======== RECORDS SHOWN ========
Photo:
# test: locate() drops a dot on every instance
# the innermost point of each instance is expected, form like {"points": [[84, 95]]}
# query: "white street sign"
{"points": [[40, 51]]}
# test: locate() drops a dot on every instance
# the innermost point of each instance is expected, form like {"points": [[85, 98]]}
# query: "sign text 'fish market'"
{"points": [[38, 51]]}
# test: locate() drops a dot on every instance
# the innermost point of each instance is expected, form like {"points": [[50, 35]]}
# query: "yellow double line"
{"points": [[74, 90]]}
========
- AIM OF THE EXERCISE
Please render all the lines above as a Markdown table with two columns, "Row" for the row number and "Text" for the line, leaving out any blank lines.

- SOLUTION
| Row | Text |
|---|---|
| 1 | Photo: |
| 2 | # test: locate() drops a dot on every instance |
| 3 | # the innermost point of each instance is expected, form like {"points": [[84, 95]]} |
| 4 | # query: "white street sign" |
| 5 | {"points": [[40, 51]]} |
| 6 | # test: locate() drops a dot on every instance |
| 7 | # the innermost point of each instance is expected, form like {"points": [[85, 98]]} |
| 8 | # query: "sign text 'fish market'" |
| 9 | {"points": [[38, 51]]} |
| 10 | # test: locate() drops a dot on every instance |
| 11 | # the innermost point of each instance is expected, form like {"points": [[50, 35]]} |
| 12 | # query: "yellow double line" |
| 13 | {"points": [[74, 90]]} |